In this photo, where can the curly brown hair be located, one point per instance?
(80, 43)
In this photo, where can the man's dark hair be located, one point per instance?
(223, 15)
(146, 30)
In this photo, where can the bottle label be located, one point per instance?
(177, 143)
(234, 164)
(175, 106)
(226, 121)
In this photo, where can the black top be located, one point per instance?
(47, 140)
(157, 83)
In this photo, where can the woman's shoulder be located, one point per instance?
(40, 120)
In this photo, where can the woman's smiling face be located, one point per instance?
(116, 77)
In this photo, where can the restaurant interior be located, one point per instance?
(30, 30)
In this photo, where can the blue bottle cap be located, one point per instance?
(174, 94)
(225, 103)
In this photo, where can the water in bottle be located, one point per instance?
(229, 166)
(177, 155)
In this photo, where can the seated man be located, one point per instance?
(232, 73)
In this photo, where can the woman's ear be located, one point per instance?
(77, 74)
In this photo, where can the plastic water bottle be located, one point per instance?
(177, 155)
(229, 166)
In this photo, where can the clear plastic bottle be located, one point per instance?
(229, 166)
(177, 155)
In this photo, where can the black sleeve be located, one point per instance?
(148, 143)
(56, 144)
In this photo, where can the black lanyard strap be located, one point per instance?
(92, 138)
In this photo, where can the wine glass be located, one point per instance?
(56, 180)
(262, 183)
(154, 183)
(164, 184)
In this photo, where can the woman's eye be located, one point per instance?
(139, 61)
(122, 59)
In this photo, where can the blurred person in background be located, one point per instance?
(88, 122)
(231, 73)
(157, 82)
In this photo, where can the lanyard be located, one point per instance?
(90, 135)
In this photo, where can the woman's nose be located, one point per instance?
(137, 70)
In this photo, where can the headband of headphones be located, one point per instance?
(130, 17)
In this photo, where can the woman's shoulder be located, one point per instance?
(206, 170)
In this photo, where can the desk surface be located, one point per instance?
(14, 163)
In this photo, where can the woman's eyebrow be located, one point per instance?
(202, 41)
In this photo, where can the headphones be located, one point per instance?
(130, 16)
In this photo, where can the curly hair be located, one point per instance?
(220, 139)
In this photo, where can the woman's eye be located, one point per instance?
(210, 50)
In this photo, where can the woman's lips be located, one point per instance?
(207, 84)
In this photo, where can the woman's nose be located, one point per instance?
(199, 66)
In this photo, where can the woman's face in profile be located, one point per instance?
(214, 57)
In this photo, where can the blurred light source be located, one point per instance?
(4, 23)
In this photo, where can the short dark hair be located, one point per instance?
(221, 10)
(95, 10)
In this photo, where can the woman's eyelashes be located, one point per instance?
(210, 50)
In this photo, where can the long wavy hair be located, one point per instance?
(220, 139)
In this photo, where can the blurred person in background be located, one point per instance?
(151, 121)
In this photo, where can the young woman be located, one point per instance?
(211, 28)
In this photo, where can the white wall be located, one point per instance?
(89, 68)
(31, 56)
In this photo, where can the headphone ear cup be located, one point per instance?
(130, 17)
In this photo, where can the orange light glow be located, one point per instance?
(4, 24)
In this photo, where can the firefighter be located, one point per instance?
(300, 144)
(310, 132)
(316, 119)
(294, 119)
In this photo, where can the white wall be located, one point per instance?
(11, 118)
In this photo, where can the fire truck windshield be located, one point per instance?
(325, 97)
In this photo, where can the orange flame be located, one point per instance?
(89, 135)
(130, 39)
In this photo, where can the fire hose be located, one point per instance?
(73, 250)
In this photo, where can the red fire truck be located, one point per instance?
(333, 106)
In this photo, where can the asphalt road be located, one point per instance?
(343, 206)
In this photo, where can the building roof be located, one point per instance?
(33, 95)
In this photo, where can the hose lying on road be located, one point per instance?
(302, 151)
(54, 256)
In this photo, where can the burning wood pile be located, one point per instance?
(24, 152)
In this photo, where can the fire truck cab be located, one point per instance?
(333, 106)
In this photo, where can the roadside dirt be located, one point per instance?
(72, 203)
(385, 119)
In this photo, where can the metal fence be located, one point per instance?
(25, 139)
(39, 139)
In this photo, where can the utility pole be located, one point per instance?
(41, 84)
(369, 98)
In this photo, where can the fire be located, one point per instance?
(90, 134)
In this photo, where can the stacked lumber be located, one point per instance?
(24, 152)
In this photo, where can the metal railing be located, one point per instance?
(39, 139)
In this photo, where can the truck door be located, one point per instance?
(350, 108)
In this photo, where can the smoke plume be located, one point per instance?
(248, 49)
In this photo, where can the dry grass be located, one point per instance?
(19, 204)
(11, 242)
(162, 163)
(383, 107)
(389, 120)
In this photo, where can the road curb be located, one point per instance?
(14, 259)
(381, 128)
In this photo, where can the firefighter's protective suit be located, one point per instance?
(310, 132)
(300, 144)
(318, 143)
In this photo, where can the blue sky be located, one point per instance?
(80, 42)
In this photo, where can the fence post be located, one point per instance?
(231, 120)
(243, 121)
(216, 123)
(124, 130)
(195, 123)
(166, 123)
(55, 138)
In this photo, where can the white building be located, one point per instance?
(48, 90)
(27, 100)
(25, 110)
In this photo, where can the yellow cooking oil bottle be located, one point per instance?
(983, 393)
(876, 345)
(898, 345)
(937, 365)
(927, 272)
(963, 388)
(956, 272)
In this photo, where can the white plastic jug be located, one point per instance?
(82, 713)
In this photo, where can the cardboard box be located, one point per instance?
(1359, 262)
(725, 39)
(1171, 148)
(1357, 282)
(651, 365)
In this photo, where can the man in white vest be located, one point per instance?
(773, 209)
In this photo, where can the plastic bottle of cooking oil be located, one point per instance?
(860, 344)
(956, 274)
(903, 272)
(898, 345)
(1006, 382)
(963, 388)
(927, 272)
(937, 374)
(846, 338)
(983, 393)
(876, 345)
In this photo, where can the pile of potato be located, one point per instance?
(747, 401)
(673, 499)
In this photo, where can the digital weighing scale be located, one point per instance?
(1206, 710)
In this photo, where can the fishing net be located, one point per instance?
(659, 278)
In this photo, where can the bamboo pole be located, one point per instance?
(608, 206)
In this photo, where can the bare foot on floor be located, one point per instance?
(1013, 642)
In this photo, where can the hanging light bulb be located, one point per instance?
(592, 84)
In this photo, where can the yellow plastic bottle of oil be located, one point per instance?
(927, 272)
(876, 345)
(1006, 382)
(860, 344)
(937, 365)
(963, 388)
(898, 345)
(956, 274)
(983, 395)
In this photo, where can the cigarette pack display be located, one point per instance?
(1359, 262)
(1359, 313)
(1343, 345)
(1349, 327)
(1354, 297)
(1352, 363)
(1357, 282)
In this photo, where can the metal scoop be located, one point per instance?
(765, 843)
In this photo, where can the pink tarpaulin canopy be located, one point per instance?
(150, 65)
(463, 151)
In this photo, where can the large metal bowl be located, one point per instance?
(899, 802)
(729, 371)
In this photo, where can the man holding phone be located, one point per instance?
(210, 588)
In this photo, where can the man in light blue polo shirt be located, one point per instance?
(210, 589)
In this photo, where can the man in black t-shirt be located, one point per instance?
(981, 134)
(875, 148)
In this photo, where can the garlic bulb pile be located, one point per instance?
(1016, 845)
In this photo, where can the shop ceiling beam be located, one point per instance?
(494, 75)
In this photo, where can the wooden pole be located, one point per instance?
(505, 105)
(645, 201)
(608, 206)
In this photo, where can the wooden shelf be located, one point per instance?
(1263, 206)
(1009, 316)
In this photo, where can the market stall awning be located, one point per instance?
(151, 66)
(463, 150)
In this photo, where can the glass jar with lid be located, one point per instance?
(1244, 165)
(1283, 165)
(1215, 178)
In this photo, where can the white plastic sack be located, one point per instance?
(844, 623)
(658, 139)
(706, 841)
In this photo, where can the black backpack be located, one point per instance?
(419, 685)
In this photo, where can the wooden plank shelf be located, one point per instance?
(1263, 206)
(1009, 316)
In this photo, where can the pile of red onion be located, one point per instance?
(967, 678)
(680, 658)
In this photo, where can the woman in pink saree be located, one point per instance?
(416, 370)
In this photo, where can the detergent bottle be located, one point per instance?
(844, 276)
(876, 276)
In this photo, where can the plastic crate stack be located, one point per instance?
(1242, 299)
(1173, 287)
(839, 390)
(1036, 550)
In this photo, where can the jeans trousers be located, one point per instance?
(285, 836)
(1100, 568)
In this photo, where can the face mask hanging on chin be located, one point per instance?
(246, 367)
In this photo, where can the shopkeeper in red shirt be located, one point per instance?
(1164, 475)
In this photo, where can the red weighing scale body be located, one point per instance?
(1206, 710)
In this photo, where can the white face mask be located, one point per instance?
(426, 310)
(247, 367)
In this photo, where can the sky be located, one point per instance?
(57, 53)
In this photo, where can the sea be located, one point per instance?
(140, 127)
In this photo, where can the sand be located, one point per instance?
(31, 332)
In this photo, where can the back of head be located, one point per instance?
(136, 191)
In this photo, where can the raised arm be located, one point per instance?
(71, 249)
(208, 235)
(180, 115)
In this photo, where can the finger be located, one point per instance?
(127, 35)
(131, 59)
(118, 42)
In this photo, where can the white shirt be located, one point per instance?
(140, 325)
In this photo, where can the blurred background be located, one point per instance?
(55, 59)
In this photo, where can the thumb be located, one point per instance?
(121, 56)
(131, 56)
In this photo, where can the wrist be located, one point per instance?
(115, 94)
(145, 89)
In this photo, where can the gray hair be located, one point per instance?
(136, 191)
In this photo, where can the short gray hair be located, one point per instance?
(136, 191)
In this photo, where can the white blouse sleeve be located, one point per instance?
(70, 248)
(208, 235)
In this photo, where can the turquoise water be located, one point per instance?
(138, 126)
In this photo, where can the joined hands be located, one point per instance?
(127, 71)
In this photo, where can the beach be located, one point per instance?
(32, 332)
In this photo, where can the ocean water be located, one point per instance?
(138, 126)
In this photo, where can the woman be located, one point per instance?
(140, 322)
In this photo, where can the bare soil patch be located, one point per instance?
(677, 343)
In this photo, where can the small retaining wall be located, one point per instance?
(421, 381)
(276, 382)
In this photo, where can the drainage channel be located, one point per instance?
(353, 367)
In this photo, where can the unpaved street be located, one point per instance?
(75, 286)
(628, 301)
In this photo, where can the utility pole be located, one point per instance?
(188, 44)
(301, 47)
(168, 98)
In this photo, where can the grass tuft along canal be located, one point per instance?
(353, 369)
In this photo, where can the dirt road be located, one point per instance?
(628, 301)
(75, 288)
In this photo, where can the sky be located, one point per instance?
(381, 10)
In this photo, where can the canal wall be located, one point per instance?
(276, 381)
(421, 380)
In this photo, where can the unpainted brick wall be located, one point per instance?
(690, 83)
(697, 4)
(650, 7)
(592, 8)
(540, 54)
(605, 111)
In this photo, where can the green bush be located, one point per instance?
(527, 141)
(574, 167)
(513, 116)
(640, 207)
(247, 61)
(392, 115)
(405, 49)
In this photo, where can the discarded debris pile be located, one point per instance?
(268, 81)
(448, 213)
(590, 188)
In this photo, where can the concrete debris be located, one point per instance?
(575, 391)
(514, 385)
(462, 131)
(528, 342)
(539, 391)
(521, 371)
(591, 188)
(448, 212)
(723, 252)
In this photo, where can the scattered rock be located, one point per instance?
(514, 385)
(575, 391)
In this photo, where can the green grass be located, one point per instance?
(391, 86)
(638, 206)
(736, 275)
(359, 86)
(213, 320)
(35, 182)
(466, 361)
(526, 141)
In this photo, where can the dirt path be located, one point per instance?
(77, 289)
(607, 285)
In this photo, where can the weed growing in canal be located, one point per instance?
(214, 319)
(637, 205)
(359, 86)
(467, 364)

[INSTRUCTIONS FOR THE TASK] Give again the lines in the stretch from the one containing "In this photo, where can the market" through the one containing "(1164, 475)", changing "one point per instance" to "one point for each instance" and leaving everything else unchanged.

[COMPLETED EXERCISE]
In this photo, where can the market stall awning be located, one point for each instance?
(151, 66)
(463, 150)
In this photo, where can the glass jar with lid be located, one point for each instance?
(1244, 165)
(1283, 165)
(1215, 178)
In this photo, where can the white plastic sack be located, one point for each instance?
(844, 623)
(658, 139)
(706, 841)
In this photo, where can the black backpack be located, one point for each instance?
(419, 685)
In this photo, where can the wooden plank shelf be located, one point for each instance?
(1263, 206)
(1009, 316)
In this photo, where can the pile of red onion be located, one point for each instance?
(967, 678)
(680, 658)
In this photo, where can the woman in pink saree be located, one point for each instance?
(416, 370)
In this photo, where can the detergent bottle be located, one point for each instance?
(844, 276)
(876, 276)
In this photo, where can the plastic crate stack be located, one point for each instance?
(1242, 299)
(1173, 287)
(839, 390)
(1036, 550)
In this photo, where can the jeans trousers be located, one point for each instance?
(285, 836)
(1100, 568)
In this photo, where can the face mask hanging on chin be located, one point for each instance?
(246, 367)
In this photo, where can the shopkeeper in red shirt be located, one point for each instance?
(1164, 475)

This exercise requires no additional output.